-- Supplied information --
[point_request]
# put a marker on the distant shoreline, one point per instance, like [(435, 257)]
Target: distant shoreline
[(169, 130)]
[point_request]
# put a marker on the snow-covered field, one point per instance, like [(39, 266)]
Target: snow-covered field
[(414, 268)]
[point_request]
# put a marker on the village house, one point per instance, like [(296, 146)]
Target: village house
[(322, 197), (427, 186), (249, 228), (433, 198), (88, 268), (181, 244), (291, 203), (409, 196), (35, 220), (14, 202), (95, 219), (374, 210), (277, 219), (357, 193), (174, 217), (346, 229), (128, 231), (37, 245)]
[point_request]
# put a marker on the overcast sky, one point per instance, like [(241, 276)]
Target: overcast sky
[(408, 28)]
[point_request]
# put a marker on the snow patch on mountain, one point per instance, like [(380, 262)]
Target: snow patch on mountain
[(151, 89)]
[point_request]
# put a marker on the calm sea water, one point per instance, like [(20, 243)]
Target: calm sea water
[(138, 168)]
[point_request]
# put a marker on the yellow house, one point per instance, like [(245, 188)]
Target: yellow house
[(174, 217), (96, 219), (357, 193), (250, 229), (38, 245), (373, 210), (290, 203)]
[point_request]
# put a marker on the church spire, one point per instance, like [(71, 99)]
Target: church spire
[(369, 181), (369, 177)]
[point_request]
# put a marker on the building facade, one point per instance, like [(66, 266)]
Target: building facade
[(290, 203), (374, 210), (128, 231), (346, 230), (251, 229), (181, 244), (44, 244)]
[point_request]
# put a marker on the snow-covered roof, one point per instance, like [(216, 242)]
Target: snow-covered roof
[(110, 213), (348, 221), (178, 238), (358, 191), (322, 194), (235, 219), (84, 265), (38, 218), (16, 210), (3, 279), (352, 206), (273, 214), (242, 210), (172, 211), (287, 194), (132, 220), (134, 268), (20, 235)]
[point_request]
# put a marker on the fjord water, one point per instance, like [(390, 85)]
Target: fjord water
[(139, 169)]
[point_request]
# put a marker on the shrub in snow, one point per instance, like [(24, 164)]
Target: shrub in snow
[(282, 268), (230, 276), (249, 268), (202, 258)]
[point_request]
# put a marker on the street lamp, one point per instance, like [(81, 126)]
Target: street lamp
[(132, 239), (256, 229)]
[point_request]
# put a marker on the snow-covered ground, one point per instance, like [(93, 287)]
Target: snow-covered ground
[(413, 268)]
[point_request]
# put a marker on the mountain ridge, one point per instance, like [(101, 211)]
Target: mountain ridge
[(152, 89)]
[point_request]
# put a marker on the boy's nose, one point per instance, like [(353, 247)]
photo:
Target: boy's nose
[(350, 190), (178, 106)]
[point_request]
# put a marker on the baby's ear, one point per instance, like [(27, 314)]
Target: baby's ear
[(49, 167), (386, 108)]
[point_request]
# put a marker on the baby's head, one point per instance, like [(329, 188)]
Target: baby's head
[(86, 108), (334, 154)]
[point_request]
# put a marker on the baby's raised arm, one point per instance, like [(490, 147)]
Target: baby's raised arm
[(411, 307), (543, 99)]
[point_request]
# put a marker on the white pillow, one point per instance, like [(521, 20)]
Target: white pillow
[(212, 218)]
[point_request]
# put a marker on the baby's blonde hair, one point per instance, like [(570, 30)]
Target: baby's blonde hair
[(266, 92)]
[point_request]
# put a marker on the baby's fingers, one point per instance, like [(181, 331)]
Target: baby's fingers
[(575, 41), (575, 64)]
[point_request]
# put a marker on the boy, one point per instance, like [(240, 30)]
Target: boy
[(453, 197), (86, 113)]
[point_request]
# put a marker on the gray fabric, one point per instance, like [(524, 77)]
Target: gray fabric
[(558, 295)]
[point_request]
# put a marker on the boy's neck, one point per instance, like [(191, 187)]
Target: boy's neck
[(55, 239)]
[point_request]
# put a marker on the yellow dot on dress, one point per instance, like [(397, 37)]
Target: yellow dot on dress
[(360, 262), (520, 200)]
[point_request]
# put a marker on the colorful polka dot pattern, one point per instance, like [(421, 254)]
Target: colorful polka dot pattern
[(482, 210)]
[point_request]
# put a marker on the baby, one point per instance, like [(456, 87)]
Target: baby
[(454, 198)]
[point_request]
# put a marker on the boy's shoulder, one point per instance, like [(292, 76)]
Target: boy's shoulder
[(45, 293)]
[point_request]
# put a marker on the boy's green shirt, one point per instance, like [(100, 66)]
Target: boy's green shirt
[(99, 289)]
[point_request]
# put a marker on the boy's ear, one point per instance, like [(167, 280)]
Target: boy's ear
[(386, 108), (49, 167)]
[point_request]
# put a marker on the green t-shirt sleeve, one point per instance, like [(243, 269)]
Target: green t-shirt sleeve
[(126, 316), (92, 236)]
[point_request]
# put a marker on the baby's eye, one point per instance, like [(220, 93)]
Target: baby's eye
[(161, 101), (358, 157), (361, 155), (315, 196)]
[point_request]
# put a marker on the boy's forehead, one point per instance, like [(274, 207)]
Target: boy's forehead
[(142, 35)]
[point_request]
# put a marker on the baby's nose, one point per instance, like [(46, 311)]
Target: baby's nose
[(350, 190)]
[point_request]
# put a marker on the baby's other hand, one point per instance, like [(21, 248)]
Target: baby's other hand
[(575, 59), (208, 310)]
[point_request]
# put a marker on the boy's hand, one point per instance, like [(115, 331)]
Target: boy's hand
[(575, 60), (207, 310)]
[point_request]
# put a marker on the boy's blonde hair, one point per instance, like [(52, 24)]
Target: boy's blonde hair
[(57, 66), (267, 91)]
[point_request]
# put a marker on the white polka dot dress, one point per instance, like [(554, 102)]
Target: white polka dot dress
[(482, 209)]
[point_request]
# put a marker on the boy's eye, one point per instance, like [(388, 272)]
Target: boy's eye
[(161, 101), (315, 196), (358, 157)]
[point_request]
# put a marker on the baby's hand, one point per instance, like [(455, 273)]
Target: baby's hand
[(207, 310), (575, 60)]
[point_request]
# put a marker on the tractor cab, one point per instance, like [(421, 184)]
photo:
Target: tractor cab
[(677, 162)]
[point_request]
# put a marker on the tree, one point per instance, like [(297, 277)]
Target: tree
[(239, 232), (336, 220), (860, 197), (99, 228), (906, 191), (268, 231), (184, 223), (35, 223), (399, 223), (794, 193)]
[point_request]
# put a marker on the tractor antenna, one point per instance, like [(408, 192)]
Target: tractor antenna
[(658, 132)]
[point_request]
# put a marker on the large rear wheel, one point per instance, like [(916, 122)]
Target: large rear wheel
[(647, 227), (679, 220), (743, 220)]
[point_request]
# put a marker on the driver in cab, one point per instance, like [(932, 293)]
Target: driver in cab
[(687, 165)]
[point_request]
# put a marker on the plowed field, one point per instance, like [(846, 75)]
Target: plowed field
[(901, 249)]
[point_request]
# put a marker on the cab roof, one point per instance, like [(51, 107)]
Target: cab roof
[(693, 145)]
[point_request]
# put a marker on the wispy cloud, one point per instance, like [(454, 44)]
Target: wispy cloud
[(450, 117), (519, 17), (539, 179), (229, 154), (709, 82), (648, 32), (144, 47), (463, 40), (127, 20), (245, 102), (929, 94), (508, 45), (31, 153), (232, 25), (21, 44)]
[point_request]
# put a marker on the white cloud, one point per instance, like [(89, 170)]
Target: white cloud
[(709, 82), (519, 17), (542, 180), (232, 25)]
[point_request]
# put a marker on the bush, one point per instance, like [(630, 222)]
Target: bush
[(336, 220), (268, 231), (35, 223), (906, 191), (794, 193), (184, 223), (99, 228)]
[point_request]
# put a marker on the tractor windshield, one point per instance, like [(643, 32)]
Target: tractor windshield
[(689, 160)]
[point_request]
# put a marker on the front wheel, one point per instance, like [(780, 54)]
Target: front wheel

-- Written exercise --
Rewrite all of the material above, replacing "put a marker on" with "place a dot on" everywhere it occurs and leaving every other part unchanged.

-- Solution --
[point_request]
# place a dot on the distant shoreline, one point per instance, like [(435, 257)]
Target: distant shoreline
[(169, 130)]
[point_request]
# place a dot on the snow-covered field, one point per instance, like [(39, 266)]
Target: snow-covered field
[(414, 268)]
[point_request]
# place a dot on the village house, one point per instance, like [(296, 146)]
Target: village house
[(322, 197), (427, 186), (249, 228), (433, 198), (88, 268), (181, 244), (291, 203), (409, 196), (35, 220), (14, 202), (95, 219), (374, 210), (277, 219), (357, 193), (174, 217), (346, 229), (128, 231), (37, 245)]
[point_request]
# place a dot on the overcast sky, one point per instance, like [(241, 276)]
Target: overcast sky
[(408, 28)]
[point_request]
# place a dot on the snow patch on mountain, one point per instance, like [(380, 262)]
Target: snow patch on mountain
[(151, 89)]
[point_request]
# place a dot on the calm sea water, one point per instance, like [(20, 243)]
Target: calm sea water
[(138, 168)]
[point_request]
# place a dot on the yellow house, one point per instance, like [(245, 188)]
Target: yellow house
[(174, 217), (96, 219), (357, 193), (250, 229), (38, 245), (373, 210), (290, 203)]
[point_request]
# place a dot on the church spire, one point per instance, like [(71, 99)]
Target: church spire
[(369, 181), (369, 177)]
[point_request]
# place a dot on the building facade, one point per instance, like [(66, 266)]
Target: building facade
[(290, 203), (374, 210), (128, 231), (346, 230), (251, 229), (181, 244), (44, 244)]
[point_request]
# place a dot on the snow-covered roof, one point per instance, like [(216, 242)]
Target: snow-covered roof
[(110, 213), (348, 221), (178, 238), (358, 191), (322, 194), (235, 219), (84, 265), (38, 218), (16, 210), (3, 279), (352, 206), (273, 214), (242, 210), (172, 211), (287, 194), (132, 220), (134, 268), (20, 235)]
[point_request]
# place a dot on the fjord water, one point per instance, like [(390, 85)]
Target: fjord water
[(139, 169)]
[point_request]
# place a dot on the shrub in snow, one point per instance, like [(24, 164)]
Target: shrub in snow
[(282, 268), (230, 276), (249, 268), (202, 258)]
[point_request]
# place a dot on the street lamp, one point per instance, like [(81, 126)]
Target: street lamp
[(132, 239), (256, 229)]
[point_request]
# place a dot on the snow-covered ground, one point per instance, like [(93, 287)]
Target: snow-covered ground
[(413, 268)]
[point_request]
# place a dot on the mountain ridge, one point per instance, like [(101, 211)]
Target: mountain ridge
[(152, 89)]
[point_request]
# place a dot on the boy's nose, one point per instance, like [(353, 247)]
photo:
Target: boy's nose
[(350, 190), (178, 106)]
[point_request]
# place a dot on the baby's ear, one point per instance, like [(27, 314)]
Target: baby's ear
[(49, 167), (386, 108)]
[point_request]
# place a dot on the baby's head, one point per instance, like [(329, 188)]
Target: baby's head
[(86, 108), (334, 154)]
[point_request]
# place a dot on the baby's raised arm, one point per instance, like [(490, 147)]
Target: baby's raised arm
[(411, 307), (543, 99)]
[point_request]
# place a dot on the white pillow, one point per instance, like [(521, 20)]
Target: white pillow
[(212, 218)]
[point_request]
# place a dot on the baby's blonde hair, one point per instance, like [(570, 30)]
Target: baby's blonde hair
[(266, 92)]
[point_request]
# place a dot on the baby's fingers, one point per instance, like [(181, 331)]
Target: baby's fingers
[(575, 41), (575, 64)]
[point_request]
# place a dot on the boy, one point per instance, like [(240, 30)]
Target: boy
[(453, 197), (86, 113)]
[point_request]
# place a dot on the gray fabric, one point per instance, like [(524, 77)]
Target: gray fabric
[(558, 295)]
[point_request]
# place a dot on the boy's neck, one point per instance, like [(191, 187)]
Target: boy's neck
[(55, 239)]
[point_request]
# place a dot on the yellow dot on dress, one point per instance, like [(397, 37)]
Target: yellow dot on dress
[(360, 262), (520, 200)]
[point_request]
# place a dot on the colorful polka dot pattern, one point per instance, like [(421, 254)]
Target: colorful polka dot pattern
[(482, 210)]
[point_request]
# place a dot on the baby, one point per instance, like [(456, 87)]
Target: baby
[(454, 198)]
[point_request]
# place a dot on the boy's shoulder, one point per instance, like [(292, 76)]
Target: boy's shoulder
[(45, 293)]
[point_request]
# place a dot on the boy's green shirt, one point per instance, like [(100, 66)]
Target: boy's green shirt
[(99, 289)]
[point_request]
# place a dot on the boy's ear, one point per instance, like [(167, 280)]
Target: boy's ear
[(386, 108), (49, 167)]
[point_request]
# place a dot on the green t-shirt sleeve, one point per instance, like [(243, 269)]
Target: green t-shirt sleeve
[(126, 316), (92, 236)]
[point_request]
# place a dot on the baby's eye, one point per instance, like [(220, 93)]
Target: baby's eye
[(161, 101), (358, 157), (361, 155), (315, 196)]
[point_request]
# place a dot on the boy's forehead, one point per instance, like [(274, 207)]
Target: boy's forehead
[(142, 35)]
[point_request]
# place a dot on the baby's nose, one point per instance, like [(46, 311)]
Target: baby's nose
[(350, 190)]
[point_request]
# place a dot on the baby's other hand, one point per instance, like [(21, 248)]
Target: baby's other hand
[(575, 59), (208, 310)]
[point_request]
# place a dot on the boy's hand, one point per instance, like [(115, 331)]
Target: boy's hand
[(575, 60), (207, 310)]
[point_request]
# place a dot on the boy's blonde hair, one point per instance, like [(52, 24)]
Target: boy's blonde hair
[(57, 66), (267, 91)]
[point_request]
# place a dot on the white polka dot dress, one point per instance, like [(554, 102)]
Target: white polka dot dress
[(482, 209)]
[point_request]
# place a dot on the boy's eye, one point per instance, like [(388, 272)]
Target: boy's eye
[(161, 101), (315, 196), (358, 157)]
[point_request]
# place a dot on the baby's hand, one point per instance, like [(455, 273)]
Target: baby's hand
[(207, 310), (575, 60)]
[point_request]
# place a dot on the tractor cab, one point per instance, like [(421, 184)]
photo:
Target: tractor cab
[(677, 162)]
[point_request]
# place a dot on the tree, one point per instance, like [(297, 277)]
Target: tree
[(239, 232), (336, 220), (860, 197), (99, 228), (906, 191), (268, 231), (184, 223), (35, 223), (399, 223), (794, 193)]
[point_request]
# place a dot on the tractor antenna, one point per instance, like [(408, 192)]
Target: tractor antenna
[(658, 132)]
[point_request]
# place a dot on the large rear wheel, one point per instance, like [(916, 122)]
Target: large rear wheel
[(647, 227), (679, 220), (743, 220)]
[point_request]
# place a dot on the driver in cab, one point per instance, like [(932, 293)]
Target: driver in cab
[(687, 165)]
[point_request]
# place a dot on the plowed field, one point per instance, like [(846, 75)]
Target: plowed field
[(901, 249)]
[point_request]
# place a dot on the cab roof, one point per instance, like [(51, 107)]
Target: cab roof
[(693, 145)]
[point_request]
# place a dot on the wispy cloud, one point per instance, like [(454, 44)]
Target: wispy cloud
[(450, 117), (519, 17), (539, 179), (229, 154), (709, 82), (648, 32), (144, 47), (463, 40), (127, 20), (245, 102), (929, 94), (508, 45), (31, 153), (232, 25), (21, 44)]
[point_request]
# place a dot on the white cloud, one point per instance, like [(89, 170)]
Target: white cloud
[(709, 82), (519, 17), (542, 180), (232, 25)]
[point_request]
# place a dot on the bush, one point per instance, like [(630, 222)]
Target: bush
[(336, 220), (268, 231), (35, 223), (906, 191), (794, 193), (184, 223), (99, 228)]
[point_request]
# place a dot on the tractor windshield, one point per instance, like [(643, 32)]
Target: tractor windshield
[(689, 160)]
[point_request]
# place a dot on the front wheel, one point per instance, like [(780, 54)]
Target: front wheel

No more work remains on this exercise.